(Image entries on named regions)
::::::::

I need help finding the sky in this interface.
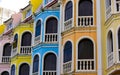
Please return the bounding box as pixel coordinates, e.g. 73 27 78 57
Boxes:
0 0 30 12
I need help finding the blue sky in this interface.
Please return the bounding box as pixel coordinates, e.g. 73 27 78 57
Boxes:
0 0 29 12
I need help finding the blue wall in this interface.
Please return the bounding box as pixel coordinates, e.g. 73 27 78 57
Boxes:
32 10 59 75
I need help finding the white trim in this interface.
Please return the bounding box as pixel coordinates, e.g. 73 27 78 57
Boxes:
76 36 97 72
17 62 31 75
31 53 41 75
10 64 17 75
96 0 103 75
41 50 59 75
76 0 94 27
106 28 116 68
61 39 74 73
42 15 60 42
62 0 75 32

::::::::

## WHAT IS NEEDED
Copy out every line of the records above verbatim, omitting the pictures.

## EXERCISE SOLUTION
I need help finding the sky in this interface.
Please return the bounding box as pixel coordinates, e.g. 73 27 78 57
Boxes:
0 0 30 12
I need help finding the blue sky in this interface.
Please return the bounding box as pixel coordinates, e.g. 73 27 78 57
Boxes:
0 0 29 12
I need help finding the blue wall in this interface.
Please return the bounding box as pixel coordinates, e.g. 73 27 78 57
Boxes:
32 10 59 75
I need help finding the white trim in this interface.
Please return the bounding box as pixel coordinates, e.g. 73 27 78 57
Boxes:
76 36 97 72
17 62 31 75
31 53 41 75
10 64 17 75
96 0 103 75
41 50 59 75
76 0 94 27
106 28 116 68
61 39 74 73
42 15 60 42
62 0 75 32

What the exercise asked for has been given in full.